- WRITTEN INSTRUCTION -
Rescale the items from the line that contains "Would you mind pinning the motorcycle" through the end of the items, inclusive, and write only those lines out again, requests included, with the request numbers left unchanged. Multiply each point coordinate in the answers by 2.2, round to whole numbers with halves going up, and leave out the pictures.

- TASK MATERIAL -
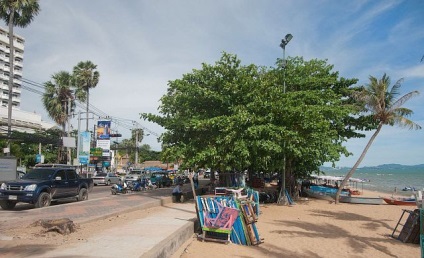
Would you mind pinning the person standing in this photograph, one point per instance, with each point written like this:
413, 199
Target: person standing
177, 192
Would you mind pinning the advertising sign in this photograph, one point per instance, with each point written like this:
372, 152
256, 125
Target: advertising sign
84, 147
103, 130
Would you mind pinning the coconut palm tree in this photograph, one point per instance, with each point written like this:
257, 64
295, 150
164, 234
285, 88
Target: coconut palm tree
58, 100
86, 77
386, 109
15, 13
57, 95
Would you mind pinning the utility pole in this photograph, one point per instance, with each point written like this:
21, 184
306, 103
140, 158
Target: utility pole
68, 153
282, 197
136, 147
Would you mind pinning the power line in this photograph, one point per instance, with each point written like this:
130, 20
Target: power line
122, 122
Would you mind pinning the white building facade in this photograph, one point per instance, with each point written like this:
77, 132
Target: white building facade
21, 120
18, 43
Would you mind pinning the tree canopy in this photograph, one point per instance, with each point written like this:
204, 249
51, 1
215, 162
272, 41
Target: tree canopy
230, 116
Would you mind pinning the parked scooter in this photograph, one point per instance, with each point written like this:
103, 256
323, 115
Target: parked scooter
120, 188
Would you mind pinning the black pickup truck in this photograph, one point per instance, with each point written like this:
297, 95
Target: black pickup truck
42, 185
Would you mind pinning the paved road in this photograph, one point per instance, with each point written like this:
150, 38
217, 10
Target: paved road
81, 212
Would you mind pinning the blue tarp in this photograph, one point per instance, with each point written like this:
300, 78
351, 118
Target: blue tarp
153, 169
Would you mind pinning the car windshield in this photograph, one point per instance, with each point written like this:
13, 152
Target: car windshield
44, 174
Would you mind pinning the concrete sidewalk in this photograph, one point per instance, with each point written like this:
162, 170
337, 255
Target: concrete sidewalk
159, 234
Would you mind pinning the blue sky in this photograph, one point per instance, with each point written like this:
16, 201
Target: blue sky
141, 45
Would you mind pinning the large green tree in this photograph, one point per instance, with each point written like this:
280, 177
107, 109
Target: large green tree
86, 77
232, 117
382, 102
16, 13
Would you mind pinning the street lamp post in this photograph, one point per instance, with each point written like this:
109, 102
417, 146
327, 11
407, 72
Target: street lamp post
282, 198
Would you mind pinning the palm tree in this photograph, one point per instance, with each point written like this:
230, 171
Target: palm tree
385, 108
59, 101
15, 13
56, 97
86, 78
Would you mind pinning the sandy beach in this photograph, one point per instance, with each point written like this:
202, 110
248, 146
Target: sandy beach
317, 228
310, 228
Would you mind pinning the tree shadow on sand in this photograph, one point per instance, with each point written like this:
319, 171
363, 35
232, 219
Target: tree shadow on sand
329, 231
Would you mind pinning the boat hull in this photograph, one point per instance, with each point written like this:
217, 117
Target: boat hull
361, 200
397, 201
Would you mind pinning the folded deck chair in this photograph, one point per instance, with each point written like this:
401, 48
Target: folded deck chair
225, 218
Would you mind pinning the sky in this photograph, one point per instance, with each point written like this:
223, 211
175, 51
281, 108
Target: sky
139, 46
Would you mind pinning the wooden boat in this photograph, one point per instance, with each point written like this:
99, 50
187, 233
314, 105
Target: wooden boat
400, 201
361, 200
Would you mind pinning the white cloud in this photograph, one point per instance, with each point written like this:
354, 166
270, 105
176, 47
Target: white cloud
140, 45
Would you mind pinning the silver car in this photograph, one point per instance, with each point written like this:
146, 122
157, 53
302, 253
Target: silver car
106, 179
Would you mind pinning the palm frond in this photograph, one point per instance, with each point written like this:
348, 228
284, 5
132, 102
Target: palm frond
398, 103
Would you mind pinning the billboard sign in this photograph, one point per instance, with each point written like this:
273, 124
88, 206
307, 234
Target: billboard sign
84, 147
103, 130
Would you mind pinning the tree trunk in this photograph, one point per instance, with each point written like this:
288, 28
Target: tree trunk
349, 175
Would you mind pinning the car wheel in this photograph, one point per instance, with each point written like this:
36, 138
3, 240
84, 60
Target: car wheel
83, 194
44, 200
7, 205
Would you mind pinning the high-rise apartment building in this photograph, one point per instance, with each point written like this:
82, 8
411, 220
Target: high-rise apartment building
5, 66
21, 120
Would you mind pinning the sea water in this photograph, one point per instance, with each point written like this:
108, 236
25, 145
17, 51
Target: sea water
385, 180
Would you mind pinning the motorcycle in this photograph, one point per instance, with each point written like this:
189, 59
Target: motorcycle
120, 188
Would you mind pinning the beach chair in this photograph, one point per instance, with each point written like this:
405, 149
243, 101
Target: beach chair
221, 224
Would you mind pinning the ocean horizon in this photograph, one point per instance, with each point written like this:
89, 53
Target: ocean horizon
385, 178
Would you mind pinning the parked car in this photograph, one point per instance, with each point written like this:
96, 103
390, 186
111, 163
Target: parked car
42, 185
134, 175
106, 179
160, 179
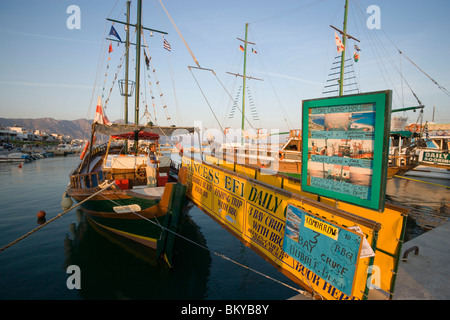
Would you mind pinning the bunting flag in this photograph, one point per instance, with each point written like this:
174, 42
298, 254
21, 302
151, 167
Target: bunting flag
100, 116
113, 32
147, 60
339, 44
167, 45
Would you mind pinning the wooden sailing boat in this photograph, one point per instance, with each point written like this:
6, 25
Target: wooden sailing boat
111, 183
278, 216
288, 159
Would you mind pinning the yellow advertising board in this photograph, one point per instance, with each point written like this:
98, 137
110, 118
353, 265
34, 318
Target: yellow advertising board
328, 255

- THE RESPONSE -
Would you mind pinning the motorcycle in this photograph, one point per instance, with each point written like this:
189, 59
Target: motorcycle
264, 414
Would you mind pinning the beach chair in this photograph, one point per instance, with each point written like this:
405, 149
243, 101
Target: beach chair
486, 493
Would you mind pinning the ocean horizon in this photograph, one point per instance, with each point written like this:
89, 53
Target: ocean horizon
847, 392
Would you mind pinning the parked car in this photograph, one point per instance, with each point written like this:
96, 103
390, 186
111, 163
Target: parked car
92, 407
295, 385
233, 394
352, 394
Would you mind pinning the bunting flag in this photograph, one point per instance, with each point written like this:
174, 42
298, 254
21, 302
151, 167
Target: bunting flag
220, 255
249, 70
323, 132
746, 97
367, 99
Would you mind pinning the wooden sailing boat in this photograph, one point per instance, with each point written like this:
6, 25
Target: wooden sailing boat
244, 403
612, 475
634, 350
Would you mind pinning the yellow advertising board in this photograph, one point per instance, with each point written like this:
98, 137
110, 118
353, 265
34, 318
Target: yellow advertising board
722, 561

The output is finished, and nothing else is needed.